**Problem to work on**. State, as one number, how many lines in these records hold "wooden".

Natural-language object grounding data
#####
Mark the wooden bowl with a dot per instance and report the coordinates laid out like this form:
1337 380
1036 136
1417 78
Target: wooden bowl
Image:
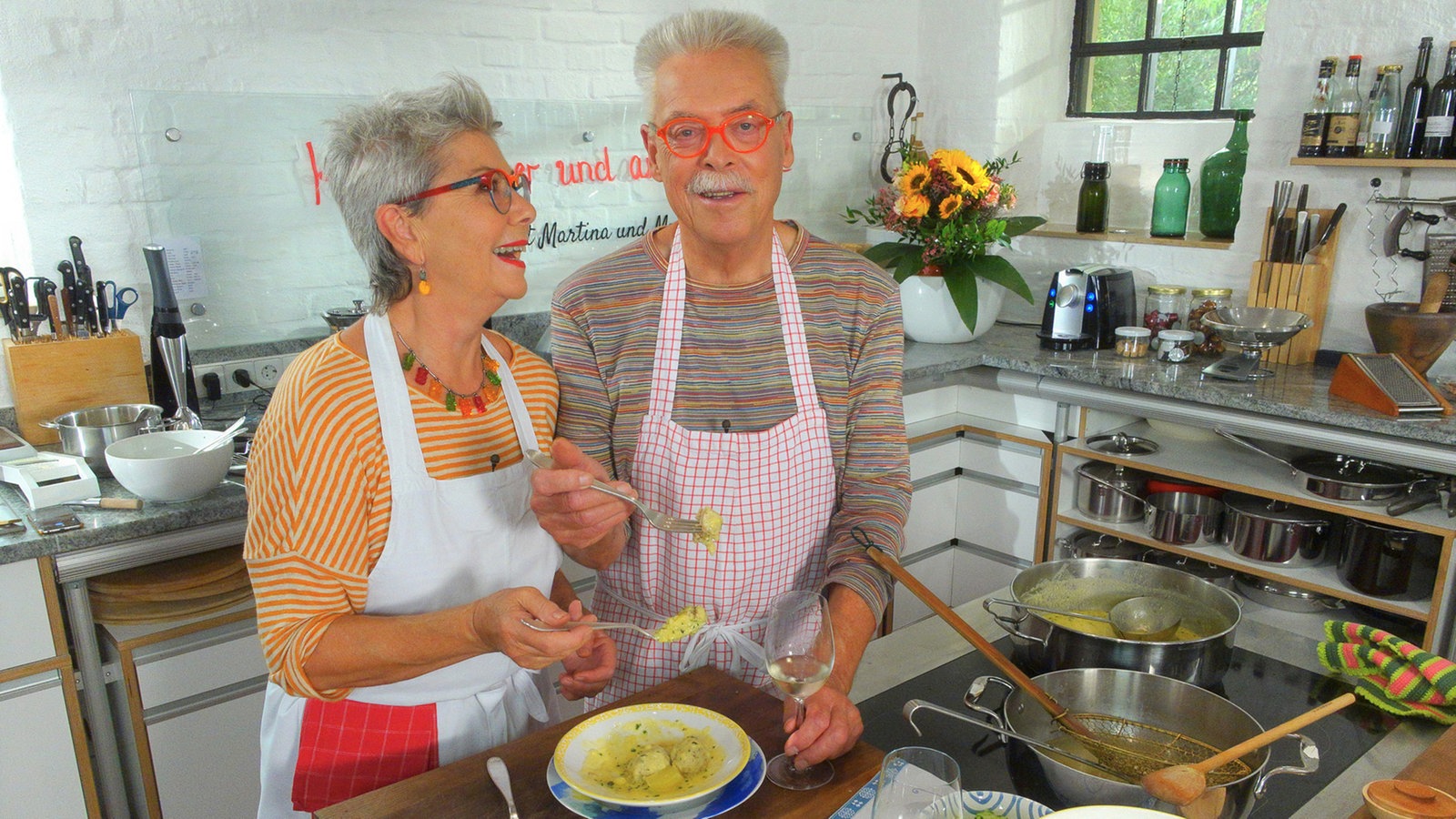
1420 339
#####
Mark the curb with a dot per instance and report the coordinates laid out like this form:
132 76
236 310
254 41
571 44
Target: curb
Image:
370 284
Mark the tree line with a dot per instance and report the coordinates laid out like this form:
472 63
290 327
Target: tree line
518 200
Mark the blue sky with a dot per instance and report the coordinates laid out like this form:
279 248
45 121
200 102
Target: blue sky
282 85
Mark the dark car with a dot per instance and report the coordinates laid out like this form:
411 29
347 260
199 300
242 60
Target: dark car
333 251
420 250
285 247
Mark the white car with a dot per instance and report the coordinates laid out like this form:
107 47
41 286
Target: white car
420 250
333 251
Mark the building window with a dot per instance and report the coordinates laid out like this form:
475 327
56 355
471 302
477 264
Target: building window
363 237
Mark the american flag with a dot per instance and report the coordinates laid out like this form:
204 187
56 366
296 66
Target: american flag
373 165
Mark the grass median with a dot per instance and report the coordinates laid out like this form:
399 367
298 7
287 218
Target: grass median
#####
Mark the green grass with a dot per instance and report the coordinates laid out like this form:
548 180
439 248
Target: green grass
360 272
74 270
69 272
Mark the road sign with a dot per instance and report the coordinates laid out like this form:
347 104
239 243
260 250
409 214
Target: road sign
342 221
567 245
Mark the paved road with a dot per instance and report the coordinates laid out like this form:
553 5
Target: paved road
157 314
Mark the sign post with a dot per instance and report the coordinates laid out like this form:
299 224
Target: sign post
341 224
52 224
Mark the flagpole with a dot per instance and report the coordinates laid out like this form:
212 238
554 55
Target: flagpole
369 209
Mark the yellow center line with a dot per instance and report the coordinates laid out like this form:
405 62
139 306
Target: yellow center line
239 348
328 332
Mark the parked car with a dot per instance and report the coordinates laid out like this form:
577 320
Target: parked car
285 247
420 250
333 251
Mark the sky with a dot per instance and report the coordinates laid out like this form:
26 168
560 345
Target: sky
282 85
#####
**Exercise response**. 2